■ **Document text**

If you expected me to write ‘when I met Nelson Mandela..’ then I’m sorry, you’re going to be disappointed. I’m disappointed too as I would have loved to have met this great man. Words cannot fulfil my admiration for the fight, the stance and the sincere humility of this global statesman that billions of us have witnessed.
My brushes with apartheid will probably not come across as earth shattering to you - but to me they were. And I share them just to convey that many small acts can result in something quite magnificent.
At one point in my career, I was responsible for organising the undergraduate medical tutorials, ward teachings etc., at Leeds University and, perhaps surprisingly, this is where my first brush with apartheid occurred. The University had just taken on it’s first South African Research Fellow in Cardiology and part of his contract was to undertake some clinical teaching duties. On his first morning with us, during our mid-week meeting, he was offered a coffee. He left it on the table. He chose to remain standing. After the meeting I asked him if he would like some tea, assuming he might prefer that to coffee. He asked me if I was having one and when I said no, he said ‘then I will please’. That seemed a strange answer.. it’s usually ‘if you’re having one I’ll have one’ ! But not on that occasion and that is because I am white and he was black. He had difficulty in drinking or eating with other people who were white. This seemed unbelievable. Later he asked me where the loo was ‘for people like me’. I was truly shocked. Later that day I shared my experience with a colleague. We could not believe that such laws existed - this was the 70s after all ! We had survived the swinging 60s so surely there was nothing left to battle ! How wrong we were ! We were ignorant and clearly not at all wordly wise. We quickly read up on South Africa ! After some time I’m pleased to say that as a result of many kindnesses shown to him, our Research Fellow settled into his job and shared our lives. He extended his stay and then went on to the USA. He didn’t think he could settle back in SA under apartheid. What a loss to that country !

■ **Provided records**
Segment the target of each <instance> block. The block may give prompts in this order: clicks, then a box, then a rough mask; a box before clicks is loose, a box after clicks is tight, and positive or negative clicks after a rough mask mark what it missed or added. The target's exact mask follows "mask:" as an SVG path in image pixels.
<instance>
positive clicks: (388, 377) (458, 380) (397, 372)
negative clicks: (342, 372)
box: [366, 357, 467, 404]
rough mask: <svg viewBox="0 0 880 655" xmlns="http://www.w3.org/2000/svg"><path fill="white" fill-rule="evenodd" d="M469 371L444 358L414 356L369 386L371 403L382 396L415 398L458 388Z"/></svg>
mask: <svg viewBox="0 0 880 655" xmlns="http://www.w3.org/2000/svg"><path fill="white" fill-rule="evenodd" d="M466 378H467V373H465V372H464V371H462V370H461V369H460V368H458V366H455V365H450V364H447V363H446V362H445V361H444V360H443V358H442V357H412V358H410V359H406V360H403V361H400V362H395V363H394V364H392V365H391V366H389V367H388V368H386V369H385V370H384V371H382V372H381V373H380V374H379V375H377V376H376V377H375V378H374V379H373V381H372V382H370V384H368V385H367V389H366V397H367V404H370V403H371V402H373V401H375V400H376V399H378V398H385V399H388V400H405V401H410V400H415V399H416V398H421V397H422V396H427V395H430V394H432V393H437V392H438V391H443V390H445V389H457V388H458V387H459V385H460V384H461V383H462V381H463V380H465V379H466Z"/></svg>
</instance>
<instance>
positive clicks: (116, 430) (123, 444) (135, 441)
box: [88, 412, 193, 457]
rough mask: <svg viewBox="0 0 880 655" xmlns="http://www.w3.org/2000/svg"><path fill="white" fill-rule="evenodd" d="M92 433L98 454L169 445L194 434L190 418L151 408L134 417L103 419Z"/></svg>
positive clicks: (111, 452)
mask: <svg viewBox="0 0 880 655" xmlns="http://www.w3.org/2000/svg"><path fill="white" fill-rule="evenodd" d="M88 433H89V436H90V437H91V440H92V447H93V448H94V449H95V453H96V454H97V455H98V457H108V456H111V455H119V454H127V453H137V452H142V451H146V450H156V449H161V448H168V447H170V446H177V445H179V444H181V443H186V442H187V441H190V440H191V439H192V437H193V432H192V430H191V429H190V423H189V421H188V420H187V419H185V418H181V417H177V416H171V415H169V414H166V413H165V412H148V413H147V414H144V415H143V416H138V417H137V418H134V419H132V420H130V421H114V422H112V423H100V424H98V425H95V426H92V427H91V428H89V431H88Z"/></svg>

■ **Exercise details**
Extract the full text about brushes with apartheid, reproducing every word and punctuation mark unchanged. The material has no connection to the text about brushes with apartheid.

■ **Solution for this task**
If you expected me to write ‘when I met Nelson Mandela..’ then I’m sorry, you’re going to be disappointed. I’m disappointed too as I would have loved to have met this great man. Words cannot fulfil my admiration for the fight, the stance and the sincere humility of this global statesman that billions of us have witnessed.
My brushes with apartheid will probably not come across as earth shattering to you - but to me they were. And I share them just to convey that many small acts can result in something quite magnificent.
At one point in my career, I was responsible for organising the undergraduate medical tutorials, ward teachings etc., at Leeds University and, perhaps surprisingly, this is where my first brush with apartheid occurred. The University had just taken on it’s first South African Research Fellow in Cardiology and part of his contract was to undertake some clinical teaching duties. On his first morning with us, during our mid-week meeting, he was offered a coffee. He left it on the table. He chose to remain standing. After the meeting I asked him if he would like some tea, assuming he might prefer that to coffee. He asked me if I was having one and when I said no, he said ‘then I will please’. That seemed a strange answer.. it’s usually ‘if you’re having one I’ll have one’ ! But not on that occasion and that is because I am white and he was black. He had difficulty in drinking or eating with other people who were white. This seemed unbelievable. Later he asked me where the loo was ‘for people like me’. I was truly shocked. Later that day I shared my experience with a colleague. We could not believe that such laws existed - this was the 70s after all ! We had survived the swinging 60s so surely there was nothing left to battle ! How wrong we were ! We were ignorant and clearly not at all wordly wise. We quickly read up on South Africa ! After some time I’m pleased to say that as a result of many kindnesses shown to him, our Research Fellow settled into his job and shared our lives. He extended his stay and then went on to the USA. He didn’t think he could settle back in SA under apartheid. What a loss to that country !